本文:
####
2015年の国会は、現在会期延長中です。この原稿執筆の時点では、安倍政権の出してきた「平和安全法制」の提案は成立しておらず、与野党の論戦はまだ続いていきそうな情勢です。
先週末は、自民党若手議員たちの勉強会の「マスコミを懲らしめる」発言が物議をかもしていましたが・・・・。
もうしばらくこの問題の論議は紛糾するでしょう。
そしてそればっかりクローズアップされる陰で、いろいろな大事なことがスルっと見過ごされていくような怖さも感じます。
対岸の火事で終ってしまったアメリカの事件
チャールストンの教会の銃乱射事件を覚えていますか
6月半ば、アメリカのサウスカロライナ州チャールストンの黒人が多く住む地区の教会で、9人が殺害された銃乱射事件が起きました。
容疑者ディラン・ルーフは、21歳の白人の青年で、学校をドロップアウトしてから、過激な人種差別思想サイトに強い影響を受けるようになったと見られています。
今回の犯行は激しい黒人差別・憎悪の感情から行われた“ヘイトクライム”(民族や人種に対する憎悪に起因する犯罪)だと断定されました。
アメリカでは、白人警官による黒人少年殺害事件など、人種差別に根差す事件がこのところ続いており、今回の事件は社会に重く受け止められ、反響もまだまだ鎮まらない感じです。
しかし、日本での報道は、ろくに反響もないまま、すでに忘れられた感があります。
国会のニュースの影で、完全に“対岸の火事”のように流された報道のひとつでした。
特定の国と民族への憎悪が高まる社会
人種差別の問題=アメリカの専売特許
このような感覚の日本人は確かに多いかもしれません。
しかし、ヘイトスピーチなどに見られる嫌韓思想の台頭が看過できないレベルになってきた昨今、この事件と現在の日本のネット状況には、共通する部分が多く見られることに、いやぁ~な感じを禁じ得ません。
ルーフ容疑者は、ネット内に犯行予告とも取れるメッセージも含め、様々なヘイト思想を書き連ねた書き込みを残しています。
####
課題:
a - 本文によると、チャールストンの教会で起きた銃乱射事件では何人が殺害されましたか。
b - 本文のうち、「もうしばらくこの問題の論議は紛糾するでしょう。」から始まり「る犯罪)だと断定されました。」で終わる部分を、一字一句変えずに書き写しなさい。

生データ:
####
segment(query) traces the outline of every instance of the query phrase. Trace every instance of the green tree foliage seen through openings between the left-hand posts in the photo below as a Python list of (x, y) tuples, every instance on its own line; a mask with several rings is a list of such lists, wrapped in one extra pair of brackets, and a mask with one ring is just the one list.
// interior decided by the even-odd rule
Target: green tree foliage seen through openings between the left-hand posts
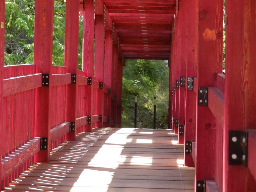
####
解答:
a - 9人が殺害されました。

b -
もうしばらくこの問題の論議は紛糾するでしょう。
そしてそればっかりクローズアップされる陰で、いろいろな大事なことがスルっと見過ごされていくような怖さも感じます。
対岸の火事で終ってしまったアメリカの事件
チャールストンの教会の銃乱射事件を覚えていますか
6月半ば、アメリカのサウスカロライナ州チャールストンの黒人が多く住む地区の教会で、9人が殺害された銃乱射事件が起きました。
容疑者ディラン・ルーフは、21歳の白人の青年で、学校をドロップアウトしてから、過激な人種差別思想サイトに強い影響を受けるようになったと見られています。
今回の犯行は激しい黒人差別・憎悪の感情から行われた“ヘイトクライム”(民族や人種に対する憎悪に起因する犯罪)だと断定されました。